Responda às perguntas abaixo com base na crítica do filme “Logan”.
(a) Por quantos anos Hugh Jackman interpretou Wolverine nos cinemas?
(b) Quem é o diretor do filme?
(c) Em que lugar Logan cuida do Professor Xavier?

**PÁGINA:**
┌──

[SEM SPOILERS]
Depois de 17 anos, Hugh Jackman deixa o manto de Wolverine nos cinemas. O personagem surgiu como coadjuvante numa aventura do Hulk, mas ganhou o estrelato nas HQs e ao longo de seis filmes (sete se contarmos X-Men: Apocalipse), a nossa versão cinematográfica do “carcaju ” tem nos agraciado ora provocando a discórdia entre marvéticos ora emocionando os fãs em suas cenas de ação e drama. No entanto algo que ninguém nega é que esse papel caiu como uma luva para o ator australiano, chegando a levar aqueles, de opinião mais “acalorada”, a dizer que Jackman é insubstituível, o “Wolverine definitivo”.
Tal afirmação pode se tornar ainda mais sólida após a estreia de “Logan”, pois o esforço e esmero empregado pelo ator e o resto do elenco é inacreditável. Como o próprio ator disse em várias entrevistas, ele deu tudo de si para dar um bom fechamento a saga de Wolverine, não só por ter mais liberdade dessa vez (por causa da classificação indicativa), mas por ser um papel que sedimentou sua carreira em Hollywood. O diretor, James Mangold, assim como o resto da equipe, também merecem os louros, pois se Wolverine vive dizendo “Eu sou o melhor no que eu faço”, eles nos entregaram o “melhor filme dos X-Men” e um dos mais diferentes filmes de super-heróis já feitos. Por isso nós, do InVader, temos todo o prazer de escrever essa crítica para vocês (e embora extasiados, tentaremos ser os mais imparciais possível).
A história se passa num futuro próximo, no qual um debilitado Logan (Hugh Jackman) cuida do doente Professor Xavier (Patrick Stewart) escondido na fronteira do México. Mas sua tentativa de ficar isolado do mundo e de seu legado termina quando uma jovem mutante Laura ( Dafne Keen) surge, sendo perseguida por forças obscuras, transformando a trama numa road trip focada no trio de personagens. Aliás, isso já é uma grande diferença de todos os outros filmes de heróis: Logan é um filme focado nos personagens, nos seus conflitos e expondo a todo momento suas fragilidades, então já espere um filme “agonizante”.

└──

**DADOS BRUTOS:**

┌──

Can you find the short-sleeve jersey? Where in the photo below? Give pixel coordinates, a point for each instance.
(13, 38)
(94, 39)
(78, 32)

└──

**RESPOSTA AO PROBLEMA:**
(a) Por 17 anos.
(b) James Mangold.
(c) Escondido na fronteira do México.